(What to work on) List all the lines in these records that hold "pixels".

>>>>

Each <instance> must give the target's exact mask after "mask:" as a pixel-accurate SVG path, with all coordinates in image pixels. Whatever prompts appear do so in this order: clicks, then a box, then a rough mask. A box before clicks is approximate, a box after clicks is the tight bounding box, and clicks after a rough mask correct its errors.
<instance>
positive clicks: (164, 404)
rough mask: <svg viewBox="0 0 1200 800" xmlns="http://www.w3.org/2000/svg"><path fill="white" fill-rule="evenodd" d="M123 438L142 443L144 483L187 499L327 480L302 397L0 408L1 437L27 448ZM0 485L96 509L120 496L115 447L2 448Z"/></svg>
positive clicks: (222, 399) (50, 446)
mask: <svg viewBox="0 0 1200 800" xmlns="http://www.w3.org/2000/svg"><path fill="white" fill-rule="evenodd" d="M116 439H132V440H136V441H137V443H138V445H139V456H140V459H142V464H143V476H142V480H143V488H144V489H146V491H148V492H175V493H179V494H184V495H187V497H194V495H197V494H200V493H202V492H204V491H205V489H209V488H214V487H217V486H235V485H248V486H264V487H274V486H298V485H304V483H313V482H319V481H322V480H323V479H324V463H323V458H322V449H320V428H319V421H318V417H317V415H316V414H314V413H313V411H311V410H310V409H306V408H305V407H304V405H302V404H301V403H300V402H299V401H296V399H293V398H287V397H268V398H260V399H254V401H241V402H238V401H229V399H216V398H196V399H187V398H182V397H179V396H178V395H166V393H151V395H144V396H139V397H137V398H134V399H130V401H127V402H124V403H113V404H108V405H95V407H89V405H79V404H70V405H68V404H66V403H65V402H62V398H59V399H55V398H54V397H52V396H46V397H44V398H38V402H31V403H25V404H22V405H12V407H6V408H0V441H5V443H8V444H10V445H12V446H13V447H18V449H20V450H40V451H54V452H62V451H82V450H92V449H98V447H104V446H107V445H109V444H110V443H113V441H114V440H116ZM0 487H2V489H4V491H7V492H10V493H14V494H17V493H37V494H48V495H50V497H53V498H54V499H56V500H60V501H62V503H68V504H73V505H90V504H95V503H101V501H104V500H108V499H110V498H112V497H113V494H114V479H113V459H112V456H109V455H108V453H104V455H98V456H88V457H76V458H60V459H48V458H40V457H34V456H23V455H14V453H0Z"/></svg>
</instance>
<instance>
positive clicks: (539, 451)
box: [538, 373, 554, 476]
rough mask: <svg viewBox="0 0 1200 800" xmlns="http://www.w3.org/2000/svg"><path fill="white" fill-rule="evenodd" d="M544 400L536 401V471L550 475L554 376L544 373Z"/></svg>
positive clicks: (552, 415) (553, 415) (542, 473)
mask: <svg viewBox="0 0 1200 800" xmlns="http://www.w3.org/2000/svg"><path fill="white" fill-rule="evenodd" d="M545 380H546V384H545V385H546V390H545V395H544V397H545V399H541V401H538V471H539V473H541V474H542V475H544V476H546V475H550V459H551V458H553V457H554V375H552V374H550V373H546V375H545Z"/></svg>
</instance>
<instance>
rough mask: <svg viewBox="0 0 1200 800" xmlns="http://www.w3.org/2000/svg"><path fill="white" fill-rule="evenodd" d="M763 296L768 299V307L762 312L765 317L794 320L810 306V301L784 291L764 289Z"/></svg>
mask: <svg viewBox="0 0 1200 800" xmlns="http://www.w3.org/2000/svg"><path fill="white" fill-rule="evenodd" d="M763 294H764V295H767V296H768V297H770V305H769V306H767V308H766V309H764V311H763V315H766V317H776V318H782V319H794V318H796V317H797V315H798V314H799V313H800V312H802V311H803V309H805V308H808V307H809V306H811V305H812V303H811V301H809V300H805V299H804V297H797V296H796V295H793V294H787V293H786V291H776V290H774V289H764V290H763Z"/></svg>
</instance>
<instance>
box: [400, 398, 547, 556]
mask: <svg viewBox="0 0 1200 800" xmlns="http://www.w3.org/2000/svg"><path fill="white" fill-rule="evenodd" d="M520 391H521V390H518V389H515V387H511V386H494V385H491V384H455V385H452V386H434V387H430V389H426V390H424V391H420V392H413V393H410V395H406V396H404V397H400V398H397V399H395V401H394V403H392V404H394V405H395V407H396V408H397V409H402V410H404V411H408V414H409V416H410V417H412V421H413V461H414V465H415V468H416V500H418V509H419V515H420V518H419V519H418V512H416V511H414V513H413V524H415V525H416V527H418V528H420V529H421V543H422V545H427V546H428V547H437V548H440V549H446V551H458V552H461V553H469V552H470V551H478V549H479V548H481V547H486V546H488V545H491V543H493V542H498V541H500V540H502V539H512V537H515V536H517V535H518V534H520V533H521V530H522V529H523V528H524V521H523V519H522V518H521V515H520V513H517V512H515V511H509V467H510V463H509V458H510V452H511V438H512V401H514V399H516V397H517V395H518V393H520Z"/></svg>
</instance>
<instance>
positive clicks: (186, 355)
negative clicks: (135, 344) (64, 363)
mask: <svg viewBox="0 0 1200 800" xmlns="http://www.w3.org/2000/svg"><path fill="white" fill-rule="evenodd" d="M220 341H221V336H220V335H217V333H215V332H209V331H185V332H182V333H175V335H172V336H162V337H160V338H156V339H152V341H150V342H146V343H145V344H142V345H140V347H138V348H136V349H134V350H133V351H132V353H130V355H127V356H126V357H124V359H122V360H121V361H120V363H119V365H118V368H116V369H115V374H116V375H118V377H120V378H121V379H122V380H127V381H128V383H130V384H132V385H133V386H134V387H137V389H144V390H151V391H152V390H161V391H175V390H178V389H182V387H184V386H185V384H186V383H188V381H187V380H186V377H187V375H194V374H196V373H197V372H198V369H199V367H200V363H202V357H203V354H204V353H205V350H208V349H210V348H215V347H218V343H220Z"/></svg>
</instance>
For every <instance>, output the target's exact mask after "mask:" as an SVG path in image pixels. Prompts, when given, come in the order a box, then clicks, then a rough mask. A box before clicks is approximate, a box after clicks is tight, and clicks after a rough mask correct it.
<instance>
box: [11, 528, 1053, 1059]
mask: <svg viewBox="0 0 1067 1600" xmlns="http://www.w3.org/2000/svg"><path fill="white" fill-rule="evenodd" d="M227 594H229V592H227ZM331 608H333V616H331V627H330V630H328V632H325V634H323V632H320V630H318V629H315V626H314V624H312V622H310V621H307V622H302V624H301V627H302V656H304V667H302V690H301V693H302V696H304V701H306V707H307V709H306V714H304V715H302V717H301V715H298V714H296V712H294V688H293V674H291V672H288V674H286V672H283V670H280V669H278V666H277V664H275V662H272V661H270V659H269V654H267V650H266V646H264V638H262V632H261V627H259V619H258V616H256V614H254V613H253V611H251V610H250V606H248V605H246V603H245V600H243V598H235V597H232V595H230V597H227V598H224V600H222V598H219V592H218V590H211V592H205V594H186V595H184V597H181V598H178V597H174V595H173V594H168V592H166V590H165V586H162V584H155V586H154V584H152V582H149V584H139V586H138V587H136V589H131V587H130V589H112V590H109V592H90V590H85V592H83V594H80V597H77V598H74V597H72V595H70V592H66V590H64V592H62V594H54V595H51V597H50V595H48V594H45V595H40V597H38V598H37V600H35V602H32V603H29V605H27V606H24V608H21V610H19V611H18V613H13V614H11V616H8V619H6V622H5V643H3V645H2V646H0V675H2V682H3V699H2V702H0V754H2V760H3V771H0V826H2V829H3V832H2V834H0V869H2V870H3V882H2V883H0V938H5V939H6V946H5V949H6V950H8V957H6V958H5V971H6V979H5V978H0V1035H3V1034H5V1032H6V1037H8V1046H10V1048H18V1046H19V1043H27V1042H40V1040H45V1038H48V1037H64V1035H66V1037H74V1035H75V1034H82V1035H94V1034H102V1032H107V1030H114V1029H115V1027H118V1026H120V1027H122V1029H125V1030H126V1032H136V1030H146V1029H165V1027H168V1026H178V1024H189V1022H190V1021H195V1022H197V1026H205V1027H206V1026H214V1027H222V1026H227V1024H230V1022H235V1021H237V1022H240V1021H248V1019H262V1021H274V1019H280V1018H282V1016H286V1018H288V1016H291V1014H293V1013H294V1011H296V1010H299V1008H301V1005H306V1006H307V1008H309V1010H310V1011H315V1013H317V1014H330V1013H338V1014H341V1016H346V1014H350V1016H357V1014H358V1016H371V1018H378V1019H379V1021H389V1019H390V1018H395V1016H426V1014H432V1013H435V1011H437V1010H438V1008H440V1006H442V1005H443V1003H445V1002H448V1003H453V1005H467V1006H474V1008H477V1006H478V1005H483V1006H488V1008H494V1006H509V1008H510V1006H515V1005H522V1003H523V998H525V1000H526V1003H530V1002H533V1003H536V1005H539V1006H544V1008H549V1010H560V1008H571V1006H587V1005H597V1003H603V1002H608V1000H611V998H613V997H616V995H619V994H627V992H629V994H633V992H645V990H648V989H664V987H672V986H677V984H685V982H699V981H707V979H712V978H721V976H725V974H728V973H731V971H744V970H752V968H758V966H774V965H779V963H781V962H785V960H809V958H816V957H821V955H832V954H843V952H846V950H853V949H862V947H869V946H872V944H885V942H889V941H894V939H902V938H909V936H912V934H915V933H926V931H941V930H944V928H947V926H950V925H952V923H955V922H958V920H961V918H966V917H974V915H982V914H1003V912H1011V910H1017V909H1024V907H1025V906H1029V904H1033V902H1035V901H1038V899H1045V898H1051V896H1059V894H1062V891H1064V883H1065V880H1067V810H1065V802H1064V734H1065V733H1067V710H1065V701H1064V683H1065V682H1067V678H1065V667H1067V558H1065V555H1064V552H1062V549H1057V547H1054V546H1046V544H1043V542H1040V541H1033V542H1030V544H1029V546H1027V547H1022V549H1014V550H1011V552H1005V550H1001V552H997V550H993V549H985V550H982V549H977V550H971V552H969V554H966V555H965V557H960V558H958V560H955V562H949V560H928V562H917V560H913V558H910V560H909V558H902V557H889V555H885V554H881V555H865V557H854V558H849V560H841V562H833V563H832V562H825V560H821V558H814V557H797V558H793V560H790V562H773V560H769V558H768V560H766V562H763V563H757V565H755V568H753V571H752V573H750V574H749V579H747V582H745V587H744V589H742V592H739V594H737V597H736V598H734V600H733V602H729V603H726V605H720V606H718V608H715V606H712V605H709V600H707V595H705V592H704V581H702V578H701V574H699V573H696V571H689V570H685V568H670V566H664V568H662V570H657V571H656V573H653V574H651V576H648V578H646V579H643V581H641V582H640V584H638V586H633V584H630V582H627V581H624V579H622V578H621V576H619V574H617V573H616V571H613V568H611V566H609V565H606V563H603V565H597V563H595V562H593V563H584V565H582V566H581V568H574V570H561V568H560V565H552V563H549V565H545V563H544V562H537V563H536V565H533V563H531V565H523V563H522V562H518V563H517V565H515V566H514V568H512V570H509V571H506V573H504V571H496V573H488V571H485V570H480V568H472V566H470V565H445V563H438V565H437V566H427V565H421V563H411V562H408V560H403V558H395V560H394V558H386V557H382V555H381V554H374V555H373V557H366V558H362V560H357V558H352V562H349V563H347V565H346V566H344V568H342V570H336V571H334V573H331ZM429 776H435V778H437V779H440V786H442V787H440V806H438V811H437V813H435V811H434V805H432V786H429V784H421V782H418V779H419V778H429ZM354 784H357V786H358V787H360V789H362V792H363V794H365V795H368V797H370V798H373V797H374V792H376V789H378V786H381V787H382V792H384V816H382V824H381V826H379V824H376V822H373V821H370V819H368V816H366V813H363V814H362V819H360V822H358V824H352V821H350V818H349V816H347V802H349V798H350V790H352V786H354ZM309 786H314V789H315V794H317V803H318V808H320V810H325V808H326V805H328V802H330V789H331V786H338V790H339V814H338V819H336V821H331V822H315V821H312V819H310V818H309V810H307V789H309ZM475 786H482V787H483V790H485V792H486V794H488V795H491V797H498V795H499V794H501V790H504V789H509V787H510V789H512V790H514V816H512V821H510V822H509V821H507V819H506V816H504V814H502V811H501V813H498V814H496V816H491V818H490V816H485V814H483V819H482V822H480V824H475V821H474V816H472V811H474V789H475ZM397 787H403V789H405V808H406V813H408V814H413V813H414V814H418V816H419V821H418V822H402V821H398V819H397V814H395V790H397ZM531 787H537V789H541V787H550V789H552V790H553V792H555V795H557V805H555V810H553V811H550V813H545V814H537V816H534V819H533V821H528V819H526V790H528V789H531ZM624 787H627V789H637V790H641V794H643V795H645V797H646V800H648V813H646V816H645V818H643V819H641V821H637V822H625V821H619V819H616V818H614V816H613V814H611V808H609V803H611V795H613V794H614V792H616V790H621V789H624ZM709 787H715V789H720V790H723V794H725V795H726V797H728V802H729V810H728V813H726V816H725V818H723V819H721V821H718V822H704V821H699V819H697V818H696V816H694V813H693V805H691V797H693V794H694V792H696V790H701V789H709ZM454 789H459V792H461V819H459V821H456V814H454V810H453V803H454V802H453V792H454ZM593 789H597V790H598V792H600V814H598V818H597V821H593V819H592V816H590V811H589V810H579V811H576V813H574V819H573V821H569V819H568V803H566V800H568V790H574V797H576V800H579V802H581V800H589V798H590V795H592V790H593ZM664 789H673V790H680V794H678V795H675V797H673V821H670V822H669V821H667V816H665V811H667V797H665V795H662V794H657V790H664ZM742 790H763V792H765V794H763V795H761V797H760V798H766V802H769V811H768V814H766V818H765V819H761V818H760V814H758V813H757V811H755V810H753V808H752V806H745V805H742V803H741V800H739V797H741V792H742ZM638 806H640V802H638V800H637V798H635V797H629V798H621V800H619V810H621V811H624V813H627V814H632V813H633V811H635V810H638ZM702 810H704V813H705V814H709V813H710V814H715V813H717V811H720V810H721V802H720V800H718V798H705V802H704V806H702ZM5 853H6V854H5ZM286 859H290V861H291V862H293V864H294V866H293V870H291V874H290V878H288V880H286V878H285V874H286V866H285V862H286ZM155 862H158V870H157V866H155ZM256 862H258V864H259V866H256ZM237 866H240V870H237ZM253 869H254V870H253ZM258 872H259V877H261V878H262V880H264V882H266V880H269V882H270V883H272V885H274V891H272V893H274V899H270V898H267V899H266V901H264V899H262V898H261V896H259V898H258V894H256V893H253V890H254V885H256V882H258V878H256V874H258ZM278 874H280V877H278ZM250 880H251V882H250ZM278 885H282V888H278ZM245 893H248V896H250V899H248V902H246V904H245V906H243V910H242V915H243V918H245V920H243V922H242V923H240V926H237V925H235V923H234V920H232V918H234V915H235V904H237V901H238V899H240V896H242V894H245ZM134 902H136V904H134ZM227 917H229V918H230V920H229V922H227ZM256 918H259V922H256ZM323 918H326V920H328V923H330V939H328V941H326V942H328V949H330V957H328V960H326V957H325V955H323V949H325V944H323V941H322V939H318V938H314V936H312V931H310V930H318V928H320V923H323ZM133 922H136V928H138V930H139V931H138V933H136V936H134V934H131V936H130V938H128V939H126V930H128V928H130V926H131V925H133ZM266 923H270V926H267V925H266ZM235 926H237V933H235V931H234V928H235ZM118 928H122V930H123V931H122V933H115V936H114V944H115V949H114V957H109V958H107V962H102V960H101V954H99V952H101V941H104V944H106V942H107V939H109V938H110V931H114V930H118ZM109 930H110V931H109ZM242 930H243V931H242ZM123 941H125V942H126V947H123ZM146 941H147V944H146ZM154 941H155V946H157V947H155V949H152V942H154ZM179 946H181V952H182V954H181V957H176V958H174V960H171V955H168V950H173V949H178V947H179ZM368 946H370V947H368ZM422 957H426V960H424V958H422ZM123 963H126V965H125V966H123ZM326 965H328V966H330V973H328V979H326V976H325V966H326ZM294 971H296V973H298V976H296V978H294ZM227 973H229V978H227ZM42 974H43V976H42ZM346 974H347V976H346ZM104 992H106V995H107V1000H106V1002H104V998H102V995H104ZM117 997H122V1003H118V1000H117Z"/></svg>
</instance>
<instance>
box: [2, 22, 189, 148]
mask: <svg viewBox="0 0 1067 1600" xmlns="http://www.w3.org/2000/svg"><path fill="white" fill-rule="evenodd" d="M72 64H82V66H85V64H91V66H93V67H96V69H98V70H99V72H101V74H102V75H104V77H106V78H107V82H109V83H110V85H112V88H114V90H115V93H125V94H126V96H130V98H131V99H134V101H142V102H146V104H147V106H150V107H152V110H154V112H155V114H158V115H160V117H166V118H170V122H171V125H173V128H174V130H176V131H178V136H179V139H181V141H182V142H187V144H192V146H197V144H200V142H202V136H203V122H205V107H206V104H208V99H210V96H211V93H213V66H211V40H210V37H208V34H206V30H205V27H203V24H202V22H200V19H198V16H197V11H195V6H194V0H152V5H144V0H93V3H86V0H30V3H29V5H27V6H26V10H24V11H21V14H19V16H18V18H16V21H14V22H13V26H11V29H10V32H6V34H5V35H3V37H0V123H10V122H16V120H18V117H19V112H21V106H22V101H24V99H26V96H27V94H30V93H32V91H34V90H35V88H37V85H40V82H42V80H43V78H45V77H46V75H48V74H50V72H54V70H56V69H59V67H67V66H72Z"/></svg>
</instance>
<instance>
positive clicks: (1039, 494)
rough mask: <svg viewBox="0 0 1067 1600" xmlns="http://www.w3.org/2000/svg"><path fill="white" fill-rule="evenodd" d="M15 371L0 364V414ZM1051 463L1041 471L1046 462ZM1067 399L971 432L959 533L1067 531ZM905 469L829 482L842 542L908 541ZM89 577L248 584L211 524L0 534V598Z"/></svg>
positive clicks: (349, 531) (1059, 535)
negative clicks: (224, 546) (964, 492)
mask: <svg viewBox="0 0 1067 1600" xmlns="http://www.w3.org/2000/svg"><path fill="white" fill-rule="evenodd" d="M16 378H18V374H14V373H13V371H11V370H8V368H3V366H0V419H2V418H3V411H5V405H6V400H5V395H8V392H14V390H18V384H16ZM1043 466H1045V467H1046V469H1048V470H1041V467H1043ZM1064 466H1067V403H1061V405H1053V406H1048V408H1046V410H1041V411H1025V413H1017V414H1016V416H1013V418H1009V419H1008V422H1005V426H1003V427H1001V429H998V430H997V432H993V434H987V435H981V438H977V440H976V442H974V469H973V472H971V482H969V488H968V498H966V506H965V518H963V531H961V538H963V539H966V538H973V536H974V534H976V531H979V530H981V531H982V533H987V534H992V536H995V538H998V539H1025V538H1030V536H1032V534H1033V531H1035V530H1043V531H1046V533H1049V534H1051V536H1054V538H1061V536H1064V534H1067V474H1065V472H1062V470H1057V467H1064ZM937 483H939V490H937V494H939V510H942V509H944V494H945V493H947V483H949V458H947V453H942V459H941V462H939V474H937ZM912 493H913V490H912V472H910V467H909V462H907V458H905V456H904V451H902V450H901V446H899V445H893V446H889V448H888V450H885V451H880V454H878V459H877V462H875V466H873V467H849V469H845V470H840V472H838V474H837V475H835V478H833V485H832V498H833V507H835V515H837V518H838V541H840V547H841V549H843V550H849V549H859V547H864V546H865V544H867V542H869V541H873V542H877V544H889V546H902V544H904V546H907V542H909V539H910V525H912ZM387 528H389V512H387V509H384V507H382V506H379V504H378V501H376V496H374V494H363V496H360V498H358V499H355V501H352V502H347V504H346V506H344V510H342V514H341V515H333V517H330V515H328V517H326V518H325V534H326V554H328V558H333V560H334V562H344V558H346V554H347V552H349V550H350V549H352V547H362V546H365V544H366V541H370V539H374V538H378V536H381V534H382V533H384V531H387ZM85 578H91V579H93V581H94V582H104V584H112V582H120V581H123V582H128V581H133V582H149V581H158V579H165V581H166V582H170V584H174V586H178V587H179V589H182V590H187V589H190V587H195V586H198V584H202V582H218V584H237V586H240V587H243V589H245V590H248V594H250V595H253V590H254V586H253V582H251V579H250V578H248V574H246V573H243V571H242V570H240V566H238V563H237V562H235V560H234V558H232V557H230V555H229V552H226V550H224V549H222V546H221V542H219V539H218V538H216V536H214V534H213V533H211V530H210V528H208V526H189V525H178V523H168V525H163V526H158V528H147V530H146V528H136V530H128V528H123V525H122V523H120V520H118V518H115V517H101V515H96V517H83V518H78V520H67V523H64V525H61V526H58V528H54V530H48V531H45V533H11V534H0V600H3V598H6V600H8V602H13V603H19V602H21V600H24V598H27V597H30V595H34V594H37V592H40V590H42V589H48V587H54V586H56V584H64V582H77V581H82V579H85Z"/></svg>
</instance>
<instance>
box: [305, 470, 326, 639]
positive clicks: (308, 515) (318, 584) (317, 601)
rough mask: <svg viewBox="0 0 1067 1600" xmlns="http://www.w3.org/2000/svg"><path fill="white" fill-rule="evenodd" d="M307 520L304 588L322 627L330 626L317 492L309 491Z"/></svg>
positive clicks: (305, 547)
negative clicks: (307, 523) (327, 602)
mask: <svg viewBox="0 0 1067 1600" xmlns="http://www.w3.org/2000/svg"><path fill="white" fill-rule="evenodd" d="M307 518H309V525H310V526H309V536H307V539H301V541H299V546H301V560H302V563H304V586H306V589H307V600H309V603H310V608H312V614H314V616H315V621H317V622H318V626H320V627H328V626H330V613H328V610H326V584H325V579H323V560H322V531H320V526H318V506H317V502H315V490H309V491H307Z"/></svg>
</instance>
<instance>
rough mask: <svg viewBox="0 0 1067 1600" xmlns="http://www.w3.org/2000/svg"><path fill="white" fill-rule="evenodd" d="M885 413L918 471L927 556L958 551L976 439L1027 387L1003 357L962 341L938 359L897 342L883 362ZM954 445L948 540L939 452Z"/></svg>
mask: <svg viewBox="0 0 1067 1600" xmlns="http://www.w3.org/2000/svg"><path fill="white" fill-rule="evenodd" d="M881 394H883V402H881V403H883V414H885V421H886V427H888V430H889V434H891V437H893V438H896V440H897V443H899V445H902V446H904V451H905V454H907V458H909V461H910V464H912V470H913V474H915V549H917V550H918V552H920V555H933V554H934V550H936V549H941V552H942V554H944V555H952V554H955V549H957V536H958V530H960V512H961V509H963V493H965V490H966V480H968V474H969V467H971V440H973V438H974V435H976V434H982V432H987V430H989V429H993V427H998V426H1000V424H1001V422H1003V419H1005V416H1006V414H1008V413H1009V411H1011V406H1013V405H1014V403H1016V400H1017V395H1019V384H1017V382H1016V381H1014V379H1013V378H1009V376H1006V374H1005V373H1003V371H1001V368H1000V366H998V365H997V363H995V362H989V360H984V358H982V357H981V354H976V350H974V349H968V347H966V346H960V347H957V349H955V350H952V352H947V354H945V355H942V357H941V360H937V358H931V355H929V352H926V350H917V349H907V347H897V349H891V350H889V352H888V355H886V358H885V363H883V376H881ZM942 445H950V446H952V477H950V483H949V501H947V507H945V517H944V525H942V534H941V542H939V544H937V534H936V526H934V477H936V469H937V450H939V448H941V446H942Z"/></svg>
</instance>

<<<<

(Result below)
Each <instance> must give the target's exact mask after "mask:" as a pixel-accurate SVG path, with all coordinates in image pixels. Whatever prompts appear do so in this order: clicks, then a box, then a rough mask. A box before clicks is approximate, a box after clicks is the tight bounding box, and clicks after a rough mask correct its errors.
For every <instance>, output the target's exact mask after "mask:" as an SVG path in image pixels. Prompts, when given, come in the order a box, then clicks, then a rough mask. A box before clicks is approximate, a box after clicks is tight, and clicks after a rough mask correct it.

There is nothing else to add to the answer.